(EXERCISE BRIEF)
Collect each row below that contains the word "person" and copy it out in full.

(EXERCISE MATERIALS)
-=-=-
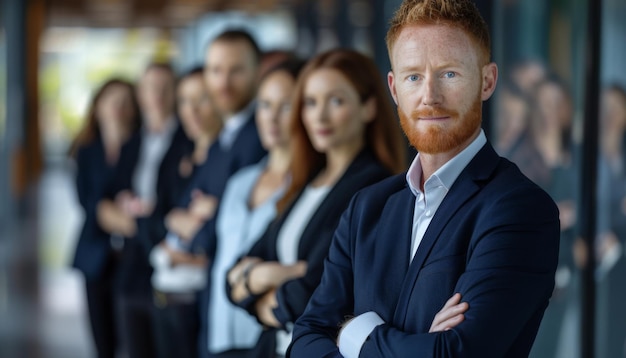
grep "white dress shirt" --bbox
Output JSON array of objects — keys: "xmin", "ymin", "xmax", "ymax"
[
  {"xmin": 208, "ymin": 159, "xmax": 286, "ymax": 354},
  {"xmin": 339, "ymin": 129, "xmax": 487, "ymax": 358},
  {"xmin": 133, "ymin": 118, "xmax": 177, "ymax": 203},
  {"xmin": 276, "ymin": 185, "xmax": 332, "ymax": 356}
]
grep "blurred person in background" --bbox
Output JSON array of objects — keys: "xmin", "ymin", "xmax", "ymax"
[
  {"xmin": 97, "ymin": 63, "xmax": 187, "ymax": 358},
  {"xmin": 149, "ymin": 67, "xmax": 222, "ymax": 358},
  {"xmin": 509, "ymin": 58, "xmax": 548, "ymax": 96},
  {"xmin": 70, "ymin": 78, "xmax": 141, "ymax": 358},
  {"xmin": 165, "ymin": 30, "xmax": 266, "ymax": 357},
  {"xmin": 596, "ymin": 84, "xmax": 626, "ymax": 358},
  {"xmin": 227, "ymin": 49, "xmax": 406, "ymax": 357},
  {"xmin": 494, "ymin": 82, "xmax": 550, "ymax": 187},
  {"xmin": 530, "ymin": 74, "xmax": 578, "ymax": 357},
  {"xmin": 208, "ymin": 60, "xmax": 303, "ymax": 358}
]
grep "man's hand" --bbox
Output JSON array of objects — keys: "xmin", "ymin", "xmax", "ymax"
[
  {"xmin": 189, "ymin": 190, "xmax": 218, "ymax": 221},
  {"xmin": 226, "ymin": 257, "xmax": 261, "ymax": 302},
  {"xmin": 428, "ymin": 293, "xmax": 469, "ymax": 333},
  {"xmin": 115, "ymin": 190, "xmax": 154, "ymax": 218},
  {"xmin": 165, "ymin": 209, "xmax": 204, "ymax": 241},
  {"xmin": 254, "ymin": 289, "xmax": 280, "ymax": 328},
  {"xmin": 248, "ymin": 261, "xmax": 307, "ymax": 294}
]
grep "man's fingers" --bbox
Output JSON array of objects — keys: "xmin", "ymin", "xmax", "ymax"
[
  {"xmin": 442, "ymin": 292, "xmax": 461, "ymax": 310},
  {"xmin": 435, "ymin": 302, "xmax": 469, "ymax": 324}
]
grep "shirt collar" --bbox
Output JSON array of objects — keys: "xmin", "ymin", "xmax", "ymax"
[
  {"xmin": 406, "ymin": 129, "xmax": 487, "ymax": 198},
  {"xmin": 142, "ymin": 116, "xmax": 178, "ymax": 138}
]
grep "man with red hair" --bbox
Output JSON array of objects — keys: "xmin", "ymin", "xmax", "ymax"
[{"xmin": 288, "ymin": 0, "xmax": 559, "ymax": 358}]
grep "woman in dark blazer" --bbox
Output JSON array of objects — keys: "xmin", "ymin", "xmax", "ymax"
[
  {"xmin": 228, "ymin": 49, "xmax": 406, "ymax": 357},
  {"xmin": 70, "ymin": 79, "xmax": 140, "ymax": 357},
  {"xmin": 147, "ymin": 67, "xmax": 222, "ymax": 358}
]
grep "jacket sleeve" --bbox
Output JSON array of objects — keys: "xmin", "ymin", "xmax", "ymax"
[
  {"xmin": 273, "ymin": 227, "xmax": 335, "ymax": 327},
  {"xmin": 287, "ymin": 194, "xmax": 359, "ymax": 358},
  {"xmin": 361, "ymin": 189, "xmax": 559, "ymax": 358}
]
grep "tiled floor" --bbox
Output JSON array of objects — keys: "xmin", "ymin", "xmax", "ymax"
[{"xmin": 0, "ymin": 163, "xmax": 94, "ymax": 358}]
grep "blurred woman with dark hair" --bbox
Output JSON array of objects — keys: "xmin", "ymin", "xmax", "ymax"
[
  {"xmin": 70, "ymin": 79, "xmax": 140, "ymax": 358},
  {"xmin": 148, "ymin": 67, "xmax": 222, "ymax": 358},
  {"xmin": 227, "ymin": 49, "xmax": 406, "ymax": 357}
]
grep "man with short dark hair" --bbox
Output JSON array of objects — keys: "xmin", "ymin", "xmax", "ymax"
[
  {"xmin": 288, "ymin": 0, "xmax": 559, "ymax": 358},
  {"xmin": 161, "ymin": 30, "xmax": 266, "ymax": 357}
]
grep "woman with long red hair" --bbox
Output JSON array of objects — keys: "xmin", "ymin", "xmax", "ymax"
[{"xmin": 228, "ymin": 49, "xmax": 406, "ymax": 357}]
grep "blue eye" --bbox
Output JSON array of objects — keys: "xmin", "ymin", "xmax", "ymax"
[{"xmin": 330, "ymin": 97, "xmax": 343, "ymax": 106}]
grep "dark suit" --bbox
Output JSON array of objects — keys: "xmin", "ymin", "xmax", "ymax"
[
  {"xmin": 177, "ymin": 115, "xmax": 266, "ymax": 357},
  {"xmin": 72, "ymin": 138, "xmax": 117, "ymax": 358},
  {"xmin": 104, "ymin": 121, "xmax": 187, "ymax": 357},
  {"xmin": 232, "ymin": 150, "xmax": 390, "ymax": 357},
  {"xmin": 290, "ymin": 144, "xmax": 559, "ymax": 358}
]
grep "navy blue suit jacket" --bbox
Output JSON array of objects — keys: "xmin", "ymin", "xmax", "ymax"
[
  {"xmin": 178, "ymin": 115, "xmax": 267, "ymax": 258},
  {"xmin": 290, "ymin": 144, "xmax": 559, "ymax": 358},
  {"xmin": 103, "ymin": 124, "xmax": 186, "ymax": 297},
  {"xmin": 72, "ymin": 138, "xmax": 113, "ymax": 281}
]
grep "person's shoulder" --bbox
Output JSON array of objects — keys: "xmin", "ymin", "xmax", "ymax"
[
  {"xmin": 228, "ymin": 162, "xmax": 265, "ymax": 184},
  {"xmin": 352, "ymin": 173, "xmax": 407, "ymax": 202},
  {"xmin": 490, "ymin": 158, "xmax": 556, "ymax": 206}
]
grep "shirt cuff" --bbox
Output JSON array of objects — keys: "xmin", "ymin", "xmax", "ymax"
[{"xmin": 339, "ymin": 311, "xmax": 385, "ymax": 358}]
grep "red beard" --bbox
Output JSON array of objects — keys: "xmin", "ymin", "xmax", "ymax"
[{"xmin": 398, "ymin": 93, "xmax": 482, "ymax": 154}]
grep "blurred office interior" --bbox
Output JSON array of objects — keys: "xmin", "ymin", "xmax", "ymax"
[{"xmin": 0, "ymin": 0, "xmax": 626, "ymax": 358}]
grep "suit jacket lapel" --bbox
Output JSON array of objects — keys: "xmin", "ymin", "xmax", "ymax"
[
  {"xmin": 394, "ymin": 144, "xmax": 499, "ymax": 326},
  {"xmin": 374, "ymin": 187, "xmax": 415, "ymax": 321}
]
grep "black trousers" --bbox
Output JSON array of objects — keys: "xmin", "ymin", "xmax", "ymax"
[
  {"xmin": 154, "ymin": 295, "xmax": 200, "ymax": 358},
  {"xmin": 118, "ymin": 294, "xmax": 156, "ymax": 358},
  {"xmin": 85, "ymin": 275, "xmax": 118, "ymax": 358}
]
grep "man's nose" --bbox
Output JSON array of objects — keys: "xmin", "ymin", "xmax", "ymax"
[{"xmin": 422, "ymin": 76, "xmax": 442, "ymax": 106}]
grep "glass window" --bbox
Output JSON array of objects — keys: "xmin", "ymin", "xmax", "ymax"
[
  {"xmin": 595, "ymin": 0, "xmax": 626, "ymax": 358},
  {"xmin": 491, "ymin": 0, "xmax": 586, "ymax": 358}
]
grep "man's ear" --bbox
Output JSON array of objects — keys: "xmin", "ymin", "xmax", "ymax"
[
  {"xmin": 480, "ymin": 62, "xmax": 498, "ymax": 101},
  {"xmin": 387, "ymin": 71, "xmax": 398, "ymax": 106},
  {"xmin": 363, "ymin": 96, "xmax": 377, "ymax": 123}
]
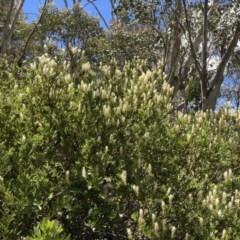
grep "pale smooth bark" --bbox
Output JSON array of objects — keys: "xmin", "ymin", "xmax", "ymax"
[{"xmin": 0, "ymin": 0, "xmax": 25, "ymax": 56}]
-=-=-
(OUTPUT)
grep "blurred person in background" --bbox
grep "person's shoulder" --bbox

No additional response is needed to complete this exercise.